Although the results of the census indicate that there are far less than the estimated 10,000 homeless presently living on the streets of the city, hard numbers also indicate that there are still over 4,000 people who call those streets ‘home.’ During last week’s Tuesday morning press conference, Montreal Mayor Denis Coderre joined Douglas Institute research director Eric Latimer and Movement pour Mettre-Fin à l’Itinérance à Montréal (MMFIM) president James McGregor to announce and discuss the significance of the results of a census that was carried out when over 800 volunteers hit the streets over a single weekend at the end of last March.

“Counting up the numbers of homeless people in our city was an important part of our action plan to do something about the poverty that defines much of what it means to be homeless in this city,” said Montreal’s Mayor Denis Coderre. “Thanks to the research done by the Douglas Institute, we now have the data that we need in order to better understand what it means to be homeless in Montreal and what we can do about it.”

As the result of a promise that was made during the last municipal election campaign, the mayor told the media that the census was the first of its kind to be carried out in any city and that it was only “a first step” towards solving the problems caused by extreme urban poverty.

Its methodology was simple. Special efforts were made to reach out to the homeless in various shelters, soup kitchens, day centers and libraries where many like to spend their day. Others were found in various city hospitals, assorted detox (detoxification) centres or in jail where they were killing time waiting for their trial.

The census indicates that more than 3,000 of the city’s chronic homeless (for one reason or another) end up spending their nights on the street, while hundreds of others make up the hidden homeless who spend the night in various rooming houses or surfing the couch at a friend’s place. Their numbers only add up to a few hundred people at any time, ;though census analysts acknowledge that those numbers are not precise because there could be hundreds—if not thousands—of people who have made their own arrangements in order to find a bed and the minimal bit of food and shelter that they need to face another day on the street.

Though women comprise nearly a quarter of the number of the city’s homeless population, less than ten per cent of them spend their nights on the street. The rest managed to find a bed in any one of the city’s assorted women’s shelters.

Recent immigrants make up at least ten per cent of the city’s women who have no place to spend the night. These women are often accompanied by their children. This reflects a more serious problem among the city’s new immigrants within their own communities.

Amerindians also make up more ten per cent of the city’s homeless, even though they account for less than one per cent of the city’s population. The findings also indicate that, of them, Inuit comprise more than 40 per cent of native Canadians who spend their nights on Montreal streets.

While the numbers that make up the city’s census reveal a lot about where and what the city can do to pursue its fight against street poverty, at least one number revealed how the Department of National Defense (DND)—still fails to care for a significant number of its veterans who are barely able to cope after post traumatic stress disorder (PTSD) has effectively destroyed their lives: Six percent of the city’s homeless are former members of the Canadian Armed Forces.

Much to the mayor’s dismay, Montreal is keeping pace with Toronto, where more than seven per cent of its homeless are also veterans. Note that former members of Canada’s Armed Forces make up less than two per cent of Canada’s population.

According to Mayor Coderre, the next step for what he described as the city’s plan to deal with its homeless population (Plan D’Action Montréalais en Itinérance) will be to nominate an ombudsman who will be expected to speak out and make recommendations to help solve at least some of the problems that can define the life of the three to four thousand people who live on the streets of Montreal.

◆ Task details: List every kind of place where, according to the article on the Montreal homeless census, homeless people were sought out or found during the count. The lines that come next have no connection to the article on the Montreal homeless census.

◆ Material shown:
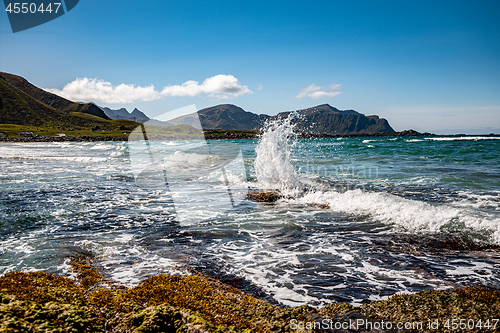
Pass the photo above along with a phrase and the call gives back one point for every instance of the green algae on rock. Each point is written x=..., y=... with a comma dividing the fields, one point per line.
x=264, y=196
x=42, y=302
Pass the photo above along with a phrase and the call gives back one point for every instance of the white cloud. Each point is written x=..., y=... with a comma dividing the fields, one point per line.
x=313, y=91
x=100, y=91
x=218, y=86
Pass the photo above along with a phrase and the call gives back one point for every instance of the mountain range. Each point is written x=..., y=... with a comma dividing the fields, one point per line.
x=22, y=103
x=135, y=115
x=321, y=119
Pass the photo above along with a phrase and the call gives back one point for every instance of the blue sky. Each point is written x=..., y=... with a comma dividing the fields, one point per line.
x=427, y=65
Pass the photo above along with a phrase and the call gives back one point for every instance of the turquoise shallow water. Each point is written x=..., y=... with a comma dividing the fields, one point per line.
x=362, y=218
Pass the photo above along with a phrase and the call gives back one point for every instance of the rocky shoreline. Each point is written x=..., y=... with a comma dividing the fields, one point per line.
x=222, y=135
x=43, y=302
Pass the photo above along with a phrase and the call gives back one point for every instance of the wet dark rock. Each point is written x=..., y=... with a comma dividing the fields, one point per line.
x=264, y=196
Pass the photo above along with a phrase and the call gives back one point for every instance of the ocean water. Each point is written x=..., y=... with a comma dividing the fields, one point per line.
x=360, y=218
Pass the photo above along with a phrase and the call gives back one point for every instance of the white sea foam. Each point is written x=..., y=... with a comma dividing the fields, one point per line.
x=273, y=166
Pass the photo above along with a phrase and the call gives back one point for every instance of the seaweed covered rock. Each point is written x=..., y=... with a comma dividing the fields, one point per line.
x=42, y=302
x=264, y=196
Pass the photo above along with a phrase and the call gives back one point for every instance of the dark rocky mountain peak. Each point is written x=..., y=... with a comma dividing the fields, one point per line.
x=57, y=102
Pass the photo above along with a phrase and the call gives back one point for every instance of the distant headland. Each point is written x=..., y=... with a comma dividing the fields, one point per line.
x=44, y=117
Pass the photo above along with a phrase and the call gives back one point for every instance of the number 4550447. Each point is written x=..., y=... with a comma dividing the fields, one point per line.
x=25, y=8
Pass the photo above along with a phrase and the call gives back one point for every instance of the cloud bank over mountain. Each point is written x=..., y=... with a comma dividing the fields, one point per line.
x=95, y=90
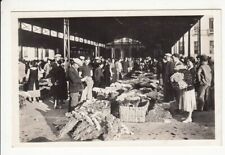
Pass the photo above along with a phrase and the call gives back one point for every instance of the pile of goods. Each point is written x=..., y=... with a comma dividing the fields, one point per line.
x=88, y=122
x=158, y=114
x=134, y=101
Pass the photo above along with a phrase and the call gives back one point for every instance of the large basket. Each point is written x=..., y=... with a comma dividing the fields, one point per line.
x=133, y=114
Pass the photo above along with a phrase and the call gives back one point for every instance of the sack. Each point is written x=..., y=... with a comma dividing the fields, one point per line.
x=25, y=86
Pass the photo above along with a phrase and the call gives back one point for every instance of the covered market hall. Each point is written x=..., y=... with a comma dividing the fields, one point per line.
x=116, y=78
x=109, y=37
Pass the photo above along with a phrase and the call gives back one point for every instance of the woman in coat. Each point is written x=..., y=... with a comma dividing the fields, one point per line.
x=59, y=85
x=32, y=82
x=99, y=76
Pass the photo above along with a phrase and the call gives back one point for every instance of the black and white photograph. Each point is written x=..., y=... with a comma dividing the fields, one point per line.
x=116, y=78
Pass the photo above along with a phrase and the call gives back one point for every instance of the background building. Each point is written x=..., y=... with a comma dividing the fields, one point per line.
x=198, y=40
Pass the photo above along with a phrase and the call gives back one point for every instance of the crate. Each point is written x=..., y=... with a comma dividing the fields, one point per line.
x=133, y=114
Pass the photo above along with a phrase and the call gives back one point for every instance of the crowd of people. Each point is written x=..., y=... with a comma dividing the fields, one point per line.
x=190, y=81
x=78, y=76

◆ Finished task:
- Shelters
- Soup kitchens
- Day centers
- Libraries
- City hospitals
- Detox (detoxification) centres
- Jail